Uncertainty and risk continue to pervade and detract investors from Chinese stocks. In particular, investors continue to question whether the crisis within Chinese real-estate stocks will be contained within the sector or spread through the financial sector, deteriorating financing and economic conditions nationwide. Whilst stocks in the one of the world’s most indebted companies, Evergrande, which provided the spark for wider industry contagion have been suspended pending the announcement of a potential cash-raising sale, similar companies have grabbed headlines citing similar financial perils.
The Chinese government and central bank have so far both still failed to directly address the risks and unfolding crisis associated with property giant Evergrande. The government has reportedly conducted communications with Chinese state-controlled companies urging them to buy assets and provide fair bids and cash to the imperilled company. The risks to investors and the Chinese public therefore still remain very real, with daily public demonstrations by those who have equity tied up within housing projects undertaken at the failing company standing as testimony to the public risk associated with default.

== Data listing ==

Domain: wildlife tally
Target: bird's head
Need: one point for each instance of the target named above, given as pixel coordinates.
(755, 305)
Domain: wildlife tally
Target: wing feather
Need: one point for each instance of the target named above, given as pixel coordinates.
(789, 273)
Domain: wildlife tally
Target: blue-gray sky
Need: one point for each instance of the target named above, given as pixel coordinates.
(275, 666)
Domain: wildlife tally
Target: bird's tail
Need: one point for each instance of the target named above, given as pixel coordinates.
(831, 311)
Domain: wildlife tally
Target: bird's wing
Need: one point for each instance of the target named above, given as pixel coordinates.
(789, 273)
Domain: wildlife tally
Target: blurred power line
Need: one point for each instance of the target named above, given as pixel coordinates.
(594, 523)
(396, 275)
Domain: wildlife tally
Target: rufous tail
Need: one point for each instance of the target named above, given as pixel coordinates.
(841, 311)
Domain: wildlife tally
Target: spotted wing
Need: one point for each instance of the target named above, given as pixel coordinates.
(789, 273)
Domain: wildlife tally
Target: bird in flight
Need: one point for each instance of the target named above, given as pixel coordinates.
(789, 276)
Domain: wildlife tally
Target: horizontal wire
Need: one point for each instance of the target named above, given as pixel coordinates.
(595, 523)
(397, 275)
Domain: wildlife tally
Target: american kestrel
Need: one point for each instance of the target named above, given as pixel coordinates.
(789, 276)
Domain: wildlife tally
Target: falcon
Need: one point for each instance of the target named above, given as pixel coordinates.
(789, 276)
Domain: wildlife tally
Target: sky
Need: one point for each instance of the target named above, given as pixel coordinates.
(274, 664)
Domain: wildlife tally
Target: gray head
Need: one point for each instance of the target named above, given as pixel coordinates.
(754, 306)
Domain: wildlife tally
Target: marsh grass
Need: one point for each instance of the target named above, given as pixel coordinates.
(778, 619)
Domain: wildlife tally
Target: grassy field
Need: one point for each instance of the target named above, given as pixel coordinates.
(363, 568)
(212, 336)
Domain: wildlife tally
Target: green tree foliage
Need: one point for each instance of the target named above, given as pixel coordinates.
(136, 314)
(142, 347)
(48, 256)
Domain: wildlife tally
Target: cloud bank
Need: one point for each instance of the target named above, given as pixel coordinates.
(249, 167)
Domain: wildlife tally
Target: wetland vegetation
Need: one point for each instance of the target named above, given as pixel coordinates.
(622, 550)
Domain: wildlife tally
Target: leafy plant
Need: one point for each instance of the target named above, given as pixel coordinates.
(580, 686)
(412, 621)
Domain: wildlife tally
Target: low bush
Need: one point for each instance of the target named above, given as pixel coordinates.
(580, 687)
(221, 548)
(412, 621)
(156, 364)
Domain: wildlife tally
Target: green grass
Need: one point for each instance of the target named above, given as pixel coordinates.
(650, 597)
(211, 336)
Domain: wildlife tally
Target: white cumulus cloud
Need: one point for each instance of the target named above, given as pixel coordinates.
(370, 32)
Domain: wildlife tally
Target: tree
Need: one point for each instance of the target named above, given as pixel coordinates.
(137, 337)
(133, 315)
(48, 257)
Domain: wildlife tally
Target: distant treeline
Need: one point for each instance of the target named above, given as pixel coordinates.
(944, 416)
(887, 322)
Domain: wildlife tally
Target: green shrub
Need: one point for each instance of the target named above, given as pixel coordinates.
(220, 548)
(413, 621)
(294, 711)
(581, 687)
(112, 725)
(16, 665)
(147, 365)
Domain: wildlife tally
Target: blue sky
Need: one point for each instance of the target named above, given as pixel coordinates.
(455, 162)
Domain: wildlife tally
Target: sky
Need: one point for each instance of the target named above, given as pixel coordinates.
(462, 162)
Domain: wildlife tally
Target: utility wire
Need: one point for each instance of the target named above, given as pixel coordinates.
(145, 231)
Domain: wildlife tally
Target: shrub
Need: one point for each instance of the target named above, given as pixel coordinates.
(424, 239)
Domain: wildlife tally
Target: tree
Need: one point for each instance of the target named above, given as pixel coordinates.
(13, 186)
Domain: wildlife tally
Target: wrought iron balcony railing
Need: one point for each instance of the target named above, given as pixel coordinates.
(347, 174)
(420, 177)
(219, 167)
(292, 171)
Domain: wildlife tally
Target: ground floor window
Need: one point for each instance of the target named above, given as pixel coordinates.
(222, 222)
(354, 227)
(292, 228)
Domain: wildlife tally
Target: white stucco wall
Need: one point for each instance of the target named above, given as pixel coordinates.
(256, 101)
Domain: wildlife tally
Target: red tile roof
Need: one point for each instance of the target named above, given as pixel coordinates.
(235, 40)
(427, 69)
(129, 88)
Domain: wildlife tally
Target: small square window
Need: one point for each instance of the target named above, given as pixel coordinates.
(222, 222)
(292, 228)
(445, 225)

== The exercise ==
Reproduce the full passage about Evergrande and the risks in Chinese real-estate stocks word for word, without changing anything.

== Full output ==
Uncertainty and risk continue to pervade and detract investors from Chinese stocks. In particular, investors continue to question whether the crisis within Chinese real-estate stocks will be contained within the sector or spread through the financial sector, deteriorating financing and economic conditions nationwide. Whilst stocks in the one of the world’s most indebted companies, Evergrande, which provided the spark for wider industry contagion have been suspended pending the announcement of a potential cash-raising sale, similar companies have grabbed headlines citing similar financial perils.
The Chinese government and central bank have so far both still failed to directly address the risks and unfolding crisis associated with property giant Evergrande. The government has reportedly conducted communications with Chinese state-controlled companies urging them to buy assets and provide fair bids and cash to the imperilled company. The risks to investors and the Chinese public therefore still remain very real, with daily public demonstrations by those who have equity tied up within housing projects undertaken at the failing company standing as testimony to the public risk associated with default.